- EXERCISE
Update the entries from the line containing "Please segment every instance of the suv" through the line containing "POLYGON ((309 173, 258", replacing "outer boundary" with "exterior ring" and leaving everything else unchanged.

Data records
■ ■ ■ ■

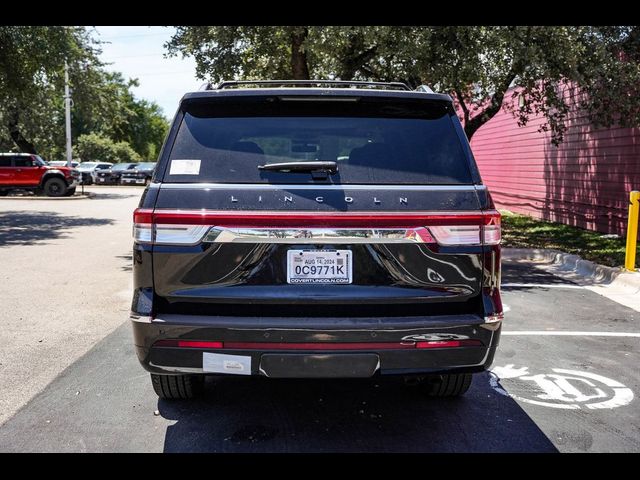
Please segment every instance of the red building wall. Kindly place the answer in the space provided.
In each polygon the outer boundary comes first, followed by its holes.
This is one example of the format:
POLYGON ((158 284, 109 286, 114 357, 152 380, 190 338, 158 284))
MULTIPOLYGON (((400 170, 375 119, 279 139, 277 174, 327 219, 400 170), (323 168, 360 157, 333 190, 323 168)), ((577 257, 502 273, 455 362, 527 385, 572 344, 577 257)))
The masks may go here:
POLYGON ((629 192, 640 190, 640 129, 596 129, 572 108, 555 147, 538 131, 542 123, 532 118, 518 127, 503 107, 471 139, 498 208, 624 235, 629 192))

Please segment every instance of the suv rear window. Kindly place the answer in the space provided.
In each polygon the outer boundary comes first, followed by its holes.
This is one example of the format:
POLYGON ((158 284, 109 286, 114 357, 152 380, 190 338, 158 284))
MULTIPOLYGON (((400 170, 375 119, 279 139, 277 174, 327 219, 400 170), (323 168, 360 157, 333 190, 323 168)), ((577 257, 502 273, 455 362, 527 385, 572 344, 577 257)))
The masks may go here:
POLYGON ((309 173, 258 166, 334 161, 332 183, 471 184, 457 121, 441 102, 196 103, 186 107, 169 158, 199 160, 198 173, 167 167, 163 181, 309 183, 309 173))

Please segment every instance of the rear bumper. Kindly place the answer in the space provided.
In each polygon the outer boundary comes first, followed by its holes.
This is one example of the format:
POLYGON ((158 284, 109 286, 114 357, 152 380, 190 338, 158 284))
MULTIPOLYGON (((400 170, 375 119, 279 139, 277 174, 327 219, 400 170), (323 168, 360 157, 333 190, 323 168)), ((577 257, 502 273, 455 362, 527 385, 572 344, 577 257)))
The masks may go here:
POLYGON ((501 328, 500 323, 485 324, 475 315, 394 319, 165 315, 154 320, 132 315, 131 319, 138 359, 152 373, 224 374, 211 370, 210 363, 229 358, 237 365, 235 358, 219 357, 233 355, 244 363, 242 374, 291 378, 479 372, 491 365, 501 328), (434 338, 479 340, 481 345, 407 347, 434 338), (155 345, 160 340, 222 342, 223 347, 155 345), (225 342, 233 348, 224 347, 225 342), (249 343, 253 345, 237 347, 249 343), (269 343, 300 347, 281 349, 269 343), (336 350, 340 343, 357 347, 336 350), (402 348, 393 346, 400 343, 402 348))

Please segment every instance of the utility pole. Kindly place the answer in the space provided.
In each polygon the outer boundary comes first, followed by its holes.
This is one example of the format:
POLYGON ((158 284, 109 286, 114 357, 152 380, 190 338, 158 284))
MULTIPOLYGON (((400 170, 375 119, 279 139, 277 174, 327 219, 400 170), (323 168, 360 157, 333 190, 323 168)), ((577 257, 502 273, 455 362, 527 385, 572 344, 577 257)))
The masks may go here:
POLYGON ((65 137, 67 140, 67 167, 72 166, 73 153, 71 151, 71 94, 69 93, 69 65, 64 61, 64 117, 65 137))

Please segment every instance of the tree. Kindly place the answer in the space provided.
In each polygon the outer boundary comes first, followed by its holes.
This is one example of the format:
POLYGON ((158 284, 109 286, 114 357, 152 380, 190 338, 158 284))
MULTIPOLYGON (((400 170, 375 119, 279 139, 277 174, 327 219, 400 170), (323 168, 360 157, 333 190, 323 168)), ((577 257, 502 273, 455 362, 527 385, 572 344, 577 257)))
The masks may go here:
POLYGON ((228 78, 426 83, 456 101, 467 136, 505 106, 520 124, 542 114, 541 128, 562 141, 578 86, 579 105, 602 126, 640 125, 640 34, 632 27, 581 26, 179 26, 169 55, 193 56, 197 74, 228 78), (616 114, 623 113, 622 115, 616 114))
POLYGON ((160 107, 131 92, 137 80, 107 72, 84 27, 0 26, 0 147, 64 156, 64 63, 68 60, 74 139, 89 133, 125 142, 145 159, 162 145, 160 107))
MULTIPOLYGON (((37 153, 56 136, 64 62, 76 85, 101 64, 84 27, 0 27, 0 126, 23 152, 37 153)), ((64 135, 64 132, 63 132, 64 135)))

■ ■ ■ ■

- PROBLEM SOLUTION
Please segment every instance of the suv rear window. Kindly place the answer in the space provided.
In each polygon the exterior ring comes first, followed by its holes.
This is one example of the format:
POLYGON ((158 284, 109 286, 114 357, 152 380, 190 338, 158 284))
MULTIPOLYGON (((400 170, 375 119, 279 139, 277 174, 327 219, 400 170), (323 168, 360 157, 333 190, 323 168)), ((577 257, 502 273, 455 362, 527 385, 572 344, 577 257)))
The masks may go here:
POLYGON ((309 173, 258 166, 334 161, 332 183, 471 184, 457 121, 441 102, 196 103, 186 107, 169 158, 199 160, 198 173, 167 167, 163 181, 309 183, 309 173))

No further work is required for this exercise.